Written exercise:
Please repeat the lines of the items below without any change, from the line with "Labeling instructions: Locate the dark" (including that line) through the last line of the items.
----- Dataset extract -----
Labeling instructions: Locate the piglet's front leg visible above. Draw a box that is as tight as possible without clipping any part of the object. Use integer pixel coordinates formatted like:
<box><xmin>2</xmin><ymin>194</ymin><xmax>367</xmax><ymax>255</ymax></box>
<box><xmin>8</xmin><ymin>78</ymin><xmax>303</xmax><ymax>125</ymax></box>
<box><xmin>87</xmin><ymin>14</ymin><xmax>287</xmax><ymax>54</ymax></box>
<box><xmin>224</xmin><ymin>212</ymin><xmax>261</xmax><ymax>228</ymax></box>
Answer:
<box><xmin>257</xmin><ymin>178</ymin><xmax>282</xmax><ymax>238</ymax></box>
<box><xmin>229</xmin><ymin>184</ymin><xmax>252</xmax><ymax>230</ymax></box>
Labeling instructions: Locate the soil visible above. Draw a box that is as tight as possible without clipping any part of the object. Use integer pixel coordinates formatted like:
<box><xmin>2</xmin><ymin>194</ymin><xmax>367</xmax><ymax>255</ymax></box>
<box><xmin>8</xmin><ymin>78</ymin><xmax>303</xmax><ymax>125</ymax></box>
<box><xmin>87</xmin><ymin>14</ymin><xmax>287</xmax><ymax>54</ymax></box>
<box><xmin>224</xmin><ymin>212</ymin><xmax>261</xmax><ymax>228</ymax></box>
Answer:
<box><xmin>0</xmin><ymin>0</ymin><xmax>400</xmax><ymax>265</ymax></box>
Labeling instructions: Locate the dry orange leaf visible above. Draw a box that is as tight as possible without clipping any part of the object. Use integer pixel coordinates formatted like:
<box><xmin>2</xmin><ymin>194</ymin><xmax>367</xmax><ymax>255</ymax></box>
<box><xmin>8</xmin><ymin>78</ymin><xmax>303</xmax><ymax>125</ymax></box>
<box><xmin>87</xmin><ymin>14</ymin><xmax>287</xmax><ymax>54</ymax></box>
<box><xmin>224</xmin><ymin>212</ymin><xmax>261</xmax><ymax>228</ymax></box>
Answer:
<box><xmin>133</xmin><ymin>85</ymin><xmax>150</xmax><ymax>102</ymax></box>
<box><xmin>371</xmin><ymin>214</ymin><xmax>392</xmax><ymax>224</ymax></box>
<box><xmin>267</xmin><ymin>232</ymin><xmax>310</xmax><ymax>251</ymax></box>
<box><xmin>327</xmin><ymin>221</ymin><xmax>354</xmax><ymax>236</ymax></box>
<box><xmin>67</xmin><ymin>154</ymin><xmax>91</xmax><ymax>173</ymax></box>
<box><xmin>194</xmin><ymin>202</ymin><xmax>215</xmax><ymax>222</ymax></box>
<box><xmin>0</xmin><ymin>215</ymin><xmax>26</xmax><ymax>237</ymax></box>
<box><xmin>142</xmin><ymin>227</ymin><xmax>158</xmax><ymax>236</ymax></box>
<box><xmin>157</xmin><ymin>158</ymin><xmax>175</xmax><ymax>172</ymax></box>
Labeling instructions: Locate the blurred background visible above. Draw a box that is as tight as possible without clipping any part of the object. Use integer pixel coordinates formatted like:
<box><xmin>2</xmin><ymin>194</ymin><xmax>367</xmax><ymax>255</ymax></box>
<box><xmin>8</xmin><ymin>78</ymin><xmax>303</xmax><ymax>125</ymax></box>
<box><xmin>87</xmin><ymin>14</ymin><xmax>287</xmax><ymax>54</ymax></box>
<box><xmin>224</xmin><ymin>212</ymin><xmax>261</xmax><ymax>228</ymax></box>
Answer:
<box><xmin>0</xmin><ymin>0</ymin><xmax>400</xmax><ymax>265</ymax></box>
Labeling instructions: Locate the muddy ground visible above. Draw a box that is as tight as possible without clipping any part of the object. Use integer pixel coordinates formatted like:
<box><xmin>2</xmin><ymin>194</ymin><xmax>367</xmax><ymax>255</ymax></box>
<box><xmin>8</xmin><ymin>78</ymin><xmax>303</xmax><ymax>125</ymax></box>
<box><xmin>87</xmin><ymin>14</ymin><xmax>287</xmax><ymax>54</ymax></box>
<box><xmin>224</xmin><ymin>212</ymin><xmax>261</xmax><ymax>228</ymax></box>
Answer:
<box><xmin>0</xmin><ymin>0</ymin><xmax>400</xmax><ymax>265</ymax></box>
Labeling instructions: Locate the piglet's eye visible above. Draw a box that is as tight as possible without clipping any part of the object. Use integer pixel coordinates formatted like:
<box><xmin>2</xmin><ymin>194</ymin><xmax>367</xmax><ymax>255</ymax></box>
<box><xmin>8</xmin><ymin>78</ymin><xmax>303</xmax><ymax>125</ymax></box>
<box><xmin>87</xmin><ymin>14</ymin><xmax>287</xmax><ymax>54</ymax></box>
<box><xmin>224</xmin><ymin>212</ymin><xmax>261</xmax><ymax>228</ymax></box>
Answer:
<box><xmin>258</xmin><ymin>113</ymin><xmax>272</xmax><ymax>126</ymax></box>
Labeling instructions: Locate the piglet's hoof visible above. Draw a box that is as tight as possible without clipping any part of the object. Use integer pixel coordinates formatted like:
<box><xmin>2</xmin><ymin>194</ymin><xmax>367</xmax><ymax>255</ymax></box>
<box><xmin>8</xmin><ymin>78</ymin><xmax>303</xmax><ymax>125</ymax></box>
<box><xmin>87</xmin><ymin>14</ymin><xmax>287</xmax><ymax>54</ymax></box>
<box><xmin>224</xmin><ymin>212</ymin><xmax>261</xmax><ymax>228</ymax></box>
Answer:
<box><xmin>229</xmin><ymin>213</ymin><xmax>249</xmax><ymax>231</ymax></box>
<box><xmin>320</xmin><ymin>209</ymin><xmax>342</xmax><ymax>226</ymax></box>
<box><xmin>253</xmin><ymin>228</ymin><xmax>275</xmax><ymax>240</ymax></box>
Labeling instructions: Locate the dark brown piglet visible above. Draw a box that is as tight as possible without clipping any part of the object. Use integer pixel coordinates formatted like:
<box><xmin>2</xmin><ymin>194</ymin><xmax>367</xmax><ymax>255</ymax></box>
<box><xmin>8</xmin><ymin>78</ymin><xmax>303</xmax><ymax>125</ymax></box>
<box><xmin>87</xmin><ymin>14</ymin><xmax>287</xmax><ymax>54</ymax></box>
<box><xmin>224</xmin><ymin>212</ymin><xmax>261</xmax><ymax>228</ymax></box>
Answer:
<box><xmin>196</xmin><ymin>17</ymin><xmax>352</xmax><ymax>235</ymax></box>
-----
Exercise result:
Labeling instructions: Locate the dark brown piglet visible above. Draw a box that is as tight as possible without clipping any part of the object. Use integer pixel coordinates formatted like:
<box><xmin>2</xmin><ymin>194</ymin><xmax>367</xmax><ymax>255</ymax></box>
<box><xmin>8</xmin><ymin>78</ymin><xmax>303</xmax><ymax>125</ymax></box>
<box><xmin>87</xmin><ymin>14</ymin><xmax>287</xmax><ymax>54</ymax></box>
<box><xmin>224</xmin><ymin>212</ymin><xmax>261</xmax><ymax>228</ymax></box>
Answer:
<box><xmin>196</xmin><ymin>17</ymin><xmax>352</xmax><ymax>235</ymax></box>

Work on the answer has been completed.